▸ **EXERCISE**: The answer should consist of each line below that contains the word "church".

▸ **DATA FOR PROCESSING**:
————————

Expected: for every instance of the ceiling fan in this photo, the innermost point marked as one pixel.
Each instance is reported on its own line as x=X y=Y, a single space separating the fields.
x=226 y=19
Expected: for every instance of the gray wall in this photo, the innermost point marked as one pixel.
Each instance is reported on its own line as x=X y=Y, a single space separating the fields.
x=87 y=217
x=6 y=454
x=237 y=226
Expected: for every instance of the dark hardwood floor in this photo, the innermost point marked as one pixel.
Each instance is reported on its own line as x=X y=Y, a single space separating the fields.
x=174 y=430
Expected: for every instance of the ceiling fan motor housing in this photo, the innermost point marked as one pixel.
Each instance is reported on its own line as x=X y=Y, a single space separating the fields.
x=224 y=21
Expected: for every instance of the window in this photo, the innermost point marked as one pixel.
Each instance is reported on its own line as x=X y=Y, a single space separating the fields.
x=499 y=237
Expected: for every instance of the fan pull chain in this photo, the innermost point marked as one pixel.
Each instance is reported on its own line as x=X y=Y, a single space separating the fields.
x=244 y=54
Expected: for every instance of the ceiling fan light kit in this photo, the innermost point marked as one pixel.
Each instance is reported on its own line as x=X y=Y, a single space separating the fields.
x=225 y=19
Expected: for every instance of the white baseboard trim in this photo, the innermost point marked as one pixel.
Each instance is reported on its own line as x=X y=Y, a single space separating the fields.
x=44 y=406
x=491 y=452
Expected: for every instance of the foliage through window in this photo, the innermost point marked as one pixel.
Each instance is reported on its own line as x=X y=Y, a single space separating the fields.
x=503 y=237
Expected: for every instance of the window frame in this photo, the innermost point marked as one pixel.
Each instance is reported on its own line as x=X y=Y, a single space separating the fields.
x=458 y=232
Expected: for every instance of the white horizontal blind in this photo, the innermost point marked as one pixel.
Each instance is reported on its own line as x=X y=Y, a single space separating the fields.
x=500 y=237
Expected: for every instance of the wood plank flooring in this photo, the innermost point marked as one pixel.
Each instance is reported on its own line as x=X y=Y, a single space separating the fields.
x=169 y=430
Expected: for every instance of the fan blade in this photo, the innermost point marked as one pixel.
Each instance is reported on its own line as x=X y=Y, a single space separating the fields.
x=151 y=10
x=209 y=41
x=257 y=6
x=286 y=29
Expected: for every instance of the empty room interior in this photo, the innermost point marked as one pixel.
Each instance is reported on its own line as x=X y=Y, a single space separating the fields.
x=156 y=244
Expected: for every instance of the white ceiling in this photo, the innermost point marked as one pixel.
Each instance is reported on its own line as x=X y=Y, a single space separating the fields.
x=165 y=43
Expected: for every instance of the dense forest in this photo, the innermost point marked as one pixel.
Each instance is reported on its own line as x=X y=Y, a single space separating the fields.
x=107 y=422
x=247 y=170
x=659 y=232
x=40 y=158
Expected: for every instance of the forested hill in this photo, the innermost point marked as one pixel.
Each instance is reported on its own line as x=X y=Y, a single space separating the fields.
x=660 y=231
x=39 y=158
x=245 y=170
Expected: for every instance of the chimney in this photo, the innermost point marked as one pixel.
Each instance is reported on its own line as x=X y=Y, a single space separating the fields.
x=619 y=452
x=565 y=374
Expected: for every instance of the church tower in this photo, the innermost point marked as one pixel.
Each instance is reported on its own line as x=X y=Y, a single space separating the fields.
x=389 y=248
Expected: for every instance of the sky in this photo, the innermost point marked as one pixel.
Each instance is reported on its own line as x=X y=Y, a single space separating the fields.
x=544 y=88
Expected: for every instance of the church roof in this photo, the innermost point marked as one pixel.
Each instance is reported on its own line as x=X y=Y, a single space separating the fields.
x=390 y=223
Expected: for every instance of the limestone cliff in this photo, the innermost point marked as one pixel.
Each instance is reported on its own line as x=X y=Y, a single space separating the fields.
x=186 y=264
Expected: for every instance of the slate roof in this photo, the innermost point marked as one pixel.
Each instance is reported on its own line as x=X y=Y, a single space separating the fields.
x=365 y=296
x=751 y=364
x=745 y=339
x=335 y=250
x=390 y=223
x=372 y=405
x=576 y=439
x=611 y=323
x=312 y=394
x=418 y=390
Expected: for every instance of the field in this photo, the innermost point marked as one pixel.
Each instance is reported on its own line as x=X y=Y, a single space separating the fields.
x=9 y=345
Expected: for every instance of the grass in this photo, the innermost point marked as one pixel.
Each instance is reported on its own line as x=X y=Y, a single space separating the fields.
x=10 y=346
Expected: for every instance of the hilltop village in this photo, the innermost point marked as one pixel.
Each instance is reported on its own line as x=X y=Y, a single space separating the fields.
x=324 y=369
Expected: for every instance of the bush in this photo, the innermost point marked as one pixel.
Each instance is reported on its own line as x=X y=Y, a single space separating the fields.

————————

▸ **ANSWER SECTION**:
Expected: for every instance of the church tower in this photo, the innermost point marked as one pixel.
Expected: for every instance of the church roof in this photo, the innermost point marked as one pixel.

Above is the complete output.